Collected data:
- - - - - - -

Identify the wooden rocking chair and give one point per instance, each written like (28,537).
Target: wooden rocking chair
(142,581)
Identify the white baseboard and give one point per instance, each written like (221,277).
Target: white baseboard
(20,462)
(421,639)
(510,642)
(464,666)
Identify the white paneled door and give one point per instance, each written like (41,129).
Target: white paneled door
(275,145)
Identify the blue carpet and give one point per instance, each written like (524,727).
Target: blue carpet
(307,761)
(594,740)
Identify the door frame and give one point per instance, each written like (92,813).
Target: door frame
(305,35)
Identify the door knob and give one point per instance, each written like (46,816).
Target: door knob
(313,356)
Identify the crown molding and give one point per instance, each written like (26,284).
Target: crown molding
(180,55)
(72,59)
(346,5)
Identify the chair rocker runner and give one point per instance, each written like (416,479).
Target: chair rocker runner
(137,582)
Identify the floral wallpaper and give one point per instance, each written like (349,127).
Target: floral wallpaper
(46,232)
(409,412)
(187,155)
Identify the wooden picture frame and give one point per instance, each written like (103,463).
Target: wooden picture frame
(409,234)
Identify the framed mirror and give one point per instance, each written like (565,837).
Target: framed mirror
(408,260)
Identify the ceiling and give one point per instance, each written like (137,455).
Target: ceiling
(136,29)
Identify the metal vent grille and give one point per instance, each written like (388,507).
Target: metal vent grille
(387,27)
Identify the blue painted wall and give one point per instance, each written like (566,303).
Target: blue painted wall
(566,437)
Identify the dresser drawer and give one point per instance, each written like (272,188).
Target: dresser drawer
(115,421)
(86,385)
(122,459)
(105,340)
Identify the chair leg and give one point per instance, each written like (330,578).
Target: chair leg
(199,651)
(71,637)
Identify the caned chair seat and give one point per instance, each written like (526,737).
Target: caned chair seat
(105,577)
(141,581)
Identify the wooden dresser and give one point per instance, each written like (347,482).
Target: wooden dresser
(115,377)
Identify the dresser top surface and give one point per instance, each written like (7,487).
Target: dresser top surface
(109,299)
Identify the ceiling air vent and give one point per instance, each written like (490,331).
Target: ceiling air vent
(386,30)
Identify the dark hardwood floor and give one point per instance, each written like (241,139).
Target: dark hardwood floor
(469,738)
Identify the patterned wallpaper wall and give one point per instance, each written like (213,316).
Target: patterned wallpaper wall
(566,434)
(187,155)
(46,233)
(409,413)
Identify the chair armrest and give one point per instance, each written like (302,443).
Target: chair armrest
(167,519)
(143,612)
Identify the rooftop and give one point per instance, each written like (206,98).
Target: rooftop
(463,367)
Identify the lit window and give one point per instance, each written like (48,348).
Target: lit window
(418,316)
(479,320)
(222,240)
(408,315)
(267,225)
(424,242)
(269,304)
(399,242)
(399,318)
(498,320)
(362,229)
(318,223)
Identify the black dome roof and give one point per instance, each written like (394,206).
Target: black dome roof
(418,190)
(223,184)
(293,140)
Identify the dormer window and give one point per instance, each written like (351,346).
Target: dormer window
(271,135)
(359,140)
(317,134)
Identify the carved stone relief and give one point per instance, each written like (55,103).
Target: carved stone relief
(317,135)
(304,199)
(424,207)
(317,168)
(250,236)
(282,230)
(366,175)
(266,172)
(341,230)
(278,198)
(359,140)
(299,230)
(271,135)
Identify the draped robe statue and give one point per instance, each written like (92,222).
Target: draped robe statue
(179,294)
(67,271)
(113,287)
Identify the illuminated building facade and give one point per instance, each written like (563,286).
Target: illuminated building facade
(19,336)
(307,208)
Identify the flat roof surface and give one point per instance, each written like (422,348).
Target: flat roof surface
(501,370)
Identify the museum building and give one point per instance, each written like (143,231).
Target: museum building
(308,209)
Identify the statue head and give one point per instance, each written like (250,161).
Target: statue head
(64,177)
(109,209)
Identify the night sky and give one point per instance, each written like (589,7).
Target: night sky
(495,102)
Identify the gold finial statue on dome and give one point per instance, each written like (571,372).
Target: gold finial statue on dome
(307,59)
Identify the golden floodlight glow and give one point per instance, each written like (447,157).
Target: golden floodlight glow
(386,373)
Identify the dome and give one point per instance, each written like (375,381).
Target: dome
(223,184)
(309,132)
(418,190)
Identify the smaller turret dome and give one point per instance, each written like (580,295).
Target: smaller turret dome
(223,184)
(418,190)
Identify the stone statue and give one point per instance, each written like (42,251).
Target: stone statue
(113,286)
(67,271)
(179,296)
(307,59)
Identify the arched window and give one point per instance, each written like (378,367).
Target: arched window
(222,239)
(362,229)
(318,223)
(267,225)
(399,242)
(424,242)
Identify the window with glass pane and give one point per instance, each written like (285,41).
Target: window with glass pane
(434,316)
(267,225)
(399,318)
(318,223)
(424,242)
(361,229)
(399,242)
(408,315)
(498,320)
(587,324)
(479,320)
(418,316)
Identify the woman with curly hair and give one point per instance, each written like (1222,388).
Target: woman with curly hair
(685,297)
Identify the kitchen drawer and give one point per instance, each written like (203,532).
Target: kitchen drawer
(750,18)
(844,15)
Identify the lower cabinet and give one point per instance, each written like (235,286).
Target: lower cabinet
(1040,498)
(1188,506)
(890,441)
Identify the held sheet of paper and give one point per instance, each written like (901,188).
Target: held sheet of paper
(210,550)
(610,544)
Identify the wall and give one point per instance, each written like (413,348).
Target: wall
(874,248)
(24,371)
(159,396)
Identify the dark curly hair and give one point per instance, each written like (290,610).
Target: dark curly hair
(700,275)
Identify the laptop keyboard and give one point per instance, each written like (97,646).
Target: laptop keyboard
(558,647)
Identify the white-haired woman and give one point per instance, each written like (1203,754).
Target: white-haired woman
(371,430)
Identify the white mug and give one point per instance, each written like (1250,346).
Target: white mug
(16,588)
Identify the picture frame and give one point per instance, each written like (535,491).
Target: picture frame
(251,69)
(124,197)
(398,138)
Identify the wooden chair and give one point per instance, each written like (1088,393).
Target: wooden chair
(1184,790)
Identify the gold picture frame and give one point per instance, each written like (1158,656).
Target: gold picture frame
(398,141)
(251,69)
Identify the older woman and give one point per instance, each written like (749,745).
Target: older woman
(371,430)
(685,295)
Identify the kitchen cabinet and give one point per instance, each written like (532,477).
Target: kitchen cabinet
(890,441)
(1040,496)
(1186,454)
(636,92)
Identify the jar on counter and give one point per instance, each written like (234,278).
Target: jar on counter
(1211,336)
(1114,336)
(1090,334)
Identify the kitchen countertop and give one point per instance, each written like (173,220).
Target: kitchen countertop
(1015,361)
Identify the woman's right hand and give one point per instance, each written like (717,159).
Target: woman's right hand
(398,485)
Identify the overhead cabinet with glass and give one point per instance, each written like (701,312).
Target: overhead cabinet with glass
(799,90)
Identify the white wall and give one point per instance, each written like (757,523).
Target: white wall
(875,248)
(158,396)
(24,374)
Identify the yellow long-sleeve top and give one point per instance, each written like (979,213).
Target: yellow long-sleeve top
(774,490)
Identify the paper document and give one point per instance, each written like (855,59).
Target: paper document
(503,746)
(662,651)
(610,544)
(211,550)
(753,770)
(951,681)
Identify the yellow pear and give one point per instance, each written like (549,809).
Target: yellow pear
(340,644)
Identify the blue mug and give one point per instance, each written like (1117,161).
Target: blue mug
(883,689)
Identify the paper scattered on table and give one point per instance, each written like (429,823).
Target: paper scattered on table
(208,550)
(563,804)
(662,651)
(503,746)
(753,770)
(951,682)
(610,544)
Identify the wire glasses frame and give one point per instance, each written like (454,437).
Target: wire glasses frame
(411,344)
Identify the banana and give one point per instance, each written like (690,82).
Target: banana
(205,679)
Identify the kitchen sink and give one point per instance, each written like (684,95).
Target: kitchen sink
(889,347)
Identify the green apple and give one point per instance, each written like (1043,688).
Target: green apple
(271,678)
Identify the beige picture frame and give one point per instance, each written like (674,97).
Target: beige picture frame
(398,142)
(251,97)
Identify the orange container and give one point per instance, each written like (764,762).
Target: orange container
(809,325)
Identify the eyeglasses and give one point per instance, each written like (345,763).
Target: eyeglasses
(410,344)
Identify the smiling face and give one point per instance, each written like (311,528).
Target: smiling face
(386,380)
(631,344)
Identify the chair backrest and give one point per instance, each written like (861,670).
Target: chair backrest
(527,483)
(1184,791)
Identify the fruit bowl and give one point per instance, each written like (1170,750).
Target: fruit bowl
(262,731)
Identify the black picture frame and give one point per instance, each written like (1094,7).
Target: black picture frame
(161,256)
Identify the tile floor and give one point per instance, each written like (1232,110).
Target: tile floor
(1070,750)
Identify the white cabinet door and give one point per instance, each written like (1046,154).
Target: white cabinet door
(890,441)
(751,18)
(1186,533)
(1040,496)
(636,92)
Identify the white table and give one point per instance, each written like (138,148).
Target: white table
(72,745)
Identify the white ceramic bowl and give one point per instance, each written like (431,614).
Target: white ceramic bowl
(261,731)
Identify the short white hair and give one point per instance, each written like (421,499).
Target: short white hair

- - - - - - -

WHAT YOU WILL DO => Filter the lines above, keeping each one that contains the string "short".

WRITTEN RESPONSE =>
Identify the short white hair and give one point per instance, each written like (421,499).
Target: short white hair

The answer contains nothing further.